### PROBLEM TO WORK ON:
Copy verbatim the lines between the one holding "Provide the outline of every instance of the wheel hubcap" and the one holding "245], [93, 236]]", inclusive.

### DATA FOR PROCESSING:
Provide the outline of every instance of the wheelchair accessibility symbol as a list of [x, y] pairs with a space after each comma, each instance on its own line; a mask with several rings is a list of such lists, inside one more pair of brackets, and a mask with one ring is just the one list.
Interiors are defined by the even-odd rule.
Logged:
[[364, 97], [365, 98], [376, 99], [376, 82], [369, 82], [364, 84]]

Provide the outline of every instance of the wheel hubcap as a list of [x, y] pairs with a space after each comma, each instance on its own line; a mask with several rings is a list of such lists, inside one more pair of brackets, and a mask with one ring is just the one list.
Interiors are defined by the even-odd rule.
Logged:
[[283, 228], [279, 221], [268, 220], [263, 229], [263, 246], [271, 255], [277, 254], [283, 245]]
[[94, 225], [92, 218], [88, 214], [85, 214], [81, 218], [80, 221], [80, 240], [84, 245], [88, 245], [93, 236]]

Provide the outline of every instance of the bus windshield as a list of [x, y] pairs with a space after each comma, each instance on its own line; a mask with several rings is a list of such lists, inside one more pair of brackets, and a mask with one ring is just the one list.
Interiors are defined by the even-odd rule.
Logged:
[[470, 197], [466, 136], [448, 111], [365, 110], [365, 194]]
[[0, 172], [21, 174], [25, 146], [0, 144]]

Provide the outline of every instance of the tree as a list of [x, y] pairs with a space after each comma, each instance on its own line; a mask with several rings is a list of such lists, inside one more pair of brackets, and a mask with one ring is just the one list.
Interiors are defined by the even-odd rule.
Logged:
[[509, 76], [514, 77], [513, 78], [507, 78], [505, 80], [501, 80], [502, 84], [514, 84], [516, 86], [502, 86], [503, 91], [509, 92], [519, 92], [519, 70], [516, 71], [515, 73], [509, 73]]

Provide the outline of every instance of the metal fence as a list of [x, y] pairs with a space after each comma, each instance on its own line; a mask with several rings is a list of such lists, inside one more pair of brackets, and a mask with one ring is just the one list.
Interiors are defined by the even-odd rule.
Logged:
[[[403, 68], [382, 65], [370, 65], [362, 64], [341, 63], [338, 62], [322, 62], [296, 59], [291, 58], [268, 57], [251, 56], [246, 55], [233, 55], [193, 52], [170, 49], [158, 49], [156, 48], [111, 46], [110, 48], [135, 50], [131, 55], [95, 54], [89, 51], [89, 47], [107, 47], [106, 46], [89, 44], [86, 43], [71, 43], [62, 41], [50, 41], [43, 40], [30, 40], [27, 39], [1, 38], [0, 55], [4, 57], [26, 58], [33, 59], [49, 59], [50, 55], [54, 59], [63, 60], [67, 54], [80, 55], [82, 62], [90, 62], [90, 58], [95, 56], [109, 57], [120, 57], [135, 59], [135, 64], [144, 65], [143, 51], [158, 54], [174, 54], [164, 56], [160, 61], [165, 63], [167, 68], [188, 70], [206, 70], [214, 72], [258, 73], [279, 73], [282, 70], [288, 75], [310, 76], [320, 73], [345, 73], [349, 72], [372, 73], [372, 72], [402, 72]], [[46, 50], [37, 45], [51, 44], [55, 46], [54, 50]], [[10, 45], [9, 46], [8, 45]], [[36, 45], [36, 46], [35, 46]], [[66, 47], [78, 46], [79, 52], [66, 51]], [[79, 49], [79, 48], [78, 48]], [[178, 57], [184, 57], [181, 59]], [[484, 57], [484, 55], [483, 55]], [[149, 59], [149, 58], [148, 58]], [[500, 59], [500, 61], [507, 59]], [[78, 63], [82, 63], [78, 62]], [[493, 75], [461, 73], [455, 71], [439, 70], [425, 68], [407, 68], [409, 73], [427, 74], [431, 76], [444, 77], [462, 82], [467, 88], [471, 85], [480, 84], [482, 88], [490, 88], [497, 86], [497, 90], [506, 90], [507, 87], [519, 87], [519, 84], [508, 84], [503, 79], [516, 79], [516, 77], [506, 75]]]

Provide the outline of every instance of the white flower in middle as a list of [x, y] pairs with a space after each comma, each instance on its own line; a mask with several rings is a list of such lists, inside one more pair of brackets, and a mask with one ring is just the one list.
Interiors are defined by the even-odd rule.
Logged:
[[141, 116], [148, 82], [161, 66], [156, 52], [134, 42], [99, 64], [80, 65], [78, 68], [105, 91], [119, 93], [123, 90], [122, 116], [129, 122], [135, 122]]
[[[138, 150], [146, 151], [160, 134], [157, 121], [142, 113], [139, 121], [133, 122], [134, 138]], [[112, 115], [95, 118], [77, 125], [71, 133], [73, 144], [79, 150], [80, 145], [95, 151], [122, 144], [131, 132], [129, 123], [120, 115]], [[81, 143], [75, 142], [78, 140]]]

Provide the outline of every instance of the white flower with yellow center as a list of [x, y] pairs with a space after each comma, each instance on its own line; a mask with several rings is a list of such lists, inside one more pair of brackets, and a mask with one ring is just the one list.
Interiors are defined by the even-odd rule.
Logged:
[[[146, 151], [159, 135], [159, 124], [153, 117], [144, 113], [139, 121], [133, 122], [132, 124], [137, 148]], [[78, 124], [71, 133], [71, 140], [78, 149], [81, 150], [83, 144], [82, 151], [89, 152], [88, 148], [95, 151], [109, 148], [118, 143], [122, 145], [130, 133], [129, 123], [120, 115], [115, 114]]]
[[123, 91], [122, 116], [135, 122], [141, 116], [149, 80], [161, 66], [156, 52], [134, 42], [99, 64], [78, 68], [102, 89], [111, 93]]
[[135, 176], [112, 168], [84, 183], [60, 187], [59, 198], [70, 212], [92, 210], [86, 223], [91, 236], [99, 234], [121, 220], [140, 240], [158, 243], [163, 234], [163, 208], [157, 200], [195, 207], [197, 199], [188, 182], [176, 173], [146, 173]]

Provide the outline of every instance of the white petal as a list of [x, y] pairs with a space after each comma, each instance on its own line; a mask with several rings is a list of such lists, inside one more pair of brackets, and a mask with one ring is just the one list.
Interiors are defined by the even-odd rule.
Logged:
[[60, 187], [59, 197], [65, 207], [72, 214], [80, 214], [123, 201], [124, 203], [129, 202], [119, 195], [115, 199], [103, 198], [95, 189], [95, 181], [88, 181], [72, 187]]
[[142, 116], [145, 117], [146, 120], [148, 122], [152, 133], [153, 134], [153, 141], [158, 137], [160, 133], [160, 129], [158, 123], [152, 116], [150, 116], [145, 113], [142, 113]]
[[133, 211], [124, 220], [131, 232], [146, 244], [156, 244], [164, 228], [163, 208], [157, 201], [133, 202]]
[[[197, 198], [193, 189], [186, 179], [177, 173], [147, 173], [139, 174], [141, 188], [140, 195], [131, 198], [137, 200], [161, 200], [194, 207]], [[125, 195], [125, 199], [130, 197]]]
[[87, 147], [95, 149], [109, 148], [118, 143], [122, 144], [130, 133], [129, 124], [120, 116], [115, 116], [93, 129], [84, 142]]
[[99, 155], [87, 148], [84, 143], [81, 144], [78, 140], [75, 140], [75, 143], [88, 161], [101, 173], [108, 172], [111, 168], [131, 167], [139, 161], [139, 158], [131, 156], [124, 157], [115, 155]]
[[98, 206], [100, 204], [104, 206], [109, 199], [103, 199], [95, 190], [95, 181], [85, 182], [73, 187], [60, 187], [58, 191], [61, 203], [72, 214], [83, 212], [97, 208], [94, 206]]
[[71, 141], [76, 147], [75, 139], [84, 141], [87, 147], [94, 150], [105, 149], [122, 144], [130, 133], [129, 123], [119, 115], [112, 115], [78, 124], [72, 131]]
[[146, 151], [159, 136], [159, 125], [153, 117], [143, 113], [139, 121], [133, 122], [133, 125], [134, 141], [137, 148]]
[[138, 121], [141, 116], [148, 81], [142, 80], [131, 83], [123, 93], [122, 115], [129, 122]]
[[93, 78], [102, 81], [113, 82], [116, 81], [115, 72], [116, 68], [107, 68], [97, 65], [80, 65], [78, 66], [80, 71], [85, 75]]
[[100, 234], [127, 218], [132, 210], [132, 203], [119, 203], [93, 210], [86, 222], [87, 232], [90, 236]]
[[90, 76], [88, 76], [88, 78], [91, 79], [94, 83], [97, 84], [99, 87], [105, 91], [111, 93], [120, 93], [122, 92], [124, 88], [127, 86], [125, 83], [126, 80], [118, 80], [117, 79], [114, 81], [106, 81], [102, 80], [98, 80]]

### TASK SOLUTION:
Provide the outline of every instance of the wheel hubcap as a list of [x, y] pairs with a space after each comma, each instance on its own line; a mask with several rings is a list of such lists, inside one more pair of brackets, and a mask with one ring is just the one list.
Interiors are defined by the even-odd rule.
Logged:
[[283, 228], [279, 221], [268, 220], [263, 229], [263, 246], [271, 255], [277, 254], [283, 245]]
[[94, 225], [92, 218], [88, 214], [85, 214], [81, 218], [80, 221], [80, 240], [84, 245], [88, 245], [93, 236]]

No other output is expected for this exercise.